----- 本文 -----

何気なくテレビを見ていたら懐かしい映画シリーズでフラガールを上映。
確かにこの映画はかなり古い映画で、とは言っても21世紀に入ってからの映画だけれど。
舞台は1965年頃の福島常磐炭鉱。
私も記憶があるが、この頃の石炭産業は1962年にエネルギー政策が大幅に変わって石炭にとって変わった石油に駆逐され始めていた。
この石油の自由化が石炭産業を大幅に圧迫することに。
常磐炭鉱では既に大幅なリストラと将来に向けての閉山は規定路線となっていたが、そこを起死回生の新たな取り組みで未来を切り開こうとした人たちの奮闘物語。
それが、今に通じるハワイアンランドの創設。
要するにリゾートセンターだよね。
目玉は地元の女の子たちを集めて作ったハワイアンガール。

----- データ項目 -----

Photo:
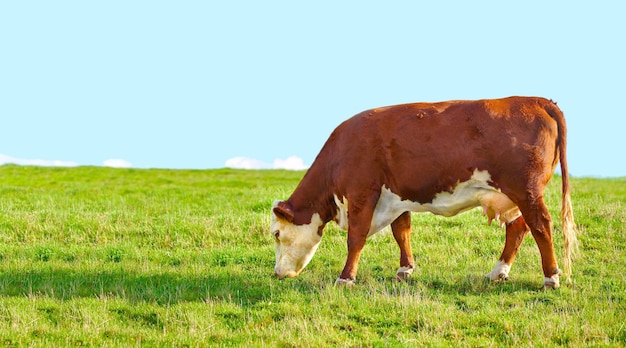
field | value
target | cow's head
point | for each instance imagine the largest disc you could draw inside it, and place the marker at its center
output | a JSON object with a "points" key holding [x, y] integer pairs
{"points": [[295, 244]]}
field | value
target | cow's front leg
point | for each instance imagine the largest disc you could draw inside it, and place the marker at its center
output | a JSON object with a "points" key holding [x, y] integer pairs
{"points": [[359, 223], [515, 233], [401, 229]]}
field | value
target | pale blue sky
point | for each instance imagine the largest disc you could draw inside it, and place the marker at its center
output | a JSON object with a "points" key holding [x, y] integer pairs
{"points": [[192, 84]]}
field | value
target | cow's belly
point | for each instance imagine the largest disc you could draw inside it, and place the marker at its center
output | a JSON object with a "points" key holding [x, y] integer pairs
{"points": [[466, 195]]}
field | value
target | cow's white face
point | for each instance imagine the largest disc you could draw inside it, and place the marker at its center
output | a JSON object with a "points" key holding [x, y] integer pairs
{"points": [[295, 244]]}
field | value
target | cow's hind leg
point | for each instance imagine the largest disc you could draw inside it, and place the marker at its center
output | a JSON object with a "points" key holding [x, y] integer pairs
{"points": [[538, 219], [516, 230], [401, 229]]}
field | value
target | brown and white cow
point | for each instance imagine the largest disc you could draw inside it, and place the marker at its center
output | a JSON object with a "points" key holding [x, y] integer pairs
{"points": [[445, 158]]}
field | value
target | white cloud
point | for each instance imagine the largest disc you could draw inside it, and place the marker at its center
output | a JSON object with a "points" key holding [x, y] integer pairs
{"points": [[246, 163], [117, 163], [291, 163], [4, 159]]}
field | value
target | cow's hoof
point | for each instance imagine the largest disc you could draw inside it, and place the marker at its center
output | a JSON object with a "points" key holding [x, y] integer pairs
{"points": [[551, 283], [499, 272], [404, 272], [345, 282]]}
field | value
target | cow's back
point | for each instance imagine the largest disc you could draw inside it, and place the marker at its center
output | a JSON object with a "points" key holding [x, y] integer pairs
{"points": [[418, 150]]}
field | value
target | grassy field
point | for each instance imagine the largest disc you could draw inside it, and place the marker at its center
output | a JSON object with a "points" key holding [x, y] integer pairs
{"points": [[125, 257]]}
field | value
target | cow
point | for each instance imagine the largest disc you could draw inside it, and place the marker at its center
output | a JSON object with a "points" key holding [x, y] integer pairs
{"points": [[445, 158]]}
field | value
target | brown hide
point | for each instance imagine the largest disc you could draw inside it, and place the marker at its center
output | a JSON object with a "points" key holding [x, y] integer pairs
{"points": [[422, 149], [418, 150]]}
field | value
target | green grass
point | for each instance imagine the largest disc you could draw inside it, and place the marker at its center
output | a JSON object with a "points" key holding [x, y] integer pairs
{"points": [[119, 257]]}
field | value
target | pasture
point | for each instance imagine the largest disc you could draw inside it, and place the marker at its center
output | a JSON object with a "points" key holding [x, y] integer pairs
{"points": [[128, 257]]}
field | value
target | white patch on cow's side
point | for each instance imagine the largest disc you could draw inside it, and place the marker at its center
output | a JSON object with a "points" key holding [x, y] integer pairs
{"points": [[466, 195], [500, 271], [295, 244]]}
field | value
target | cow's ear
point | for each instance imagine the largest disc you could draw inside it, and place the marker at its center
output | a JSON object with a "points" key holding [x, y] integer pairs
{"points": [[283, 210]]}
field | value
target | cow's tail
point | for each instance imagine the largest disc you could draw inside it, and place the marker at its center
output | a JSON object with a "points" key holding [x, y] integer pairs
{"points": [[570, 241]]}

-----

### 課題
本文の「確かにこの映画はかなり古い映」から「こうとした人たちの奮闘物語。」までを、末尾の語句も含めて一字一句変えずに書き写してください。 項目は参照しなくてかまいません。

### 完成した課題
確かにこの映画はかなり古い映画で、とは言っても21世紀に入ってからの映画だけれど。
舞台は1965年頃の福島常磐炭鉱。
私も記憶があるが、この頃の石炭産業は1962年にエネルギー政策が大幅に変わって石炭にとって変わった石油に駆逐され始めていた。
この石油の自由化が石炭産業を大幅に圧迫することに。
常磐炭鉱では既に大幅なリストラと将来に向けての閉山は規定路線となっていたが、そこを起死回生の新たな取り組みで未来を切り開こうとした人たちの奮闘物語。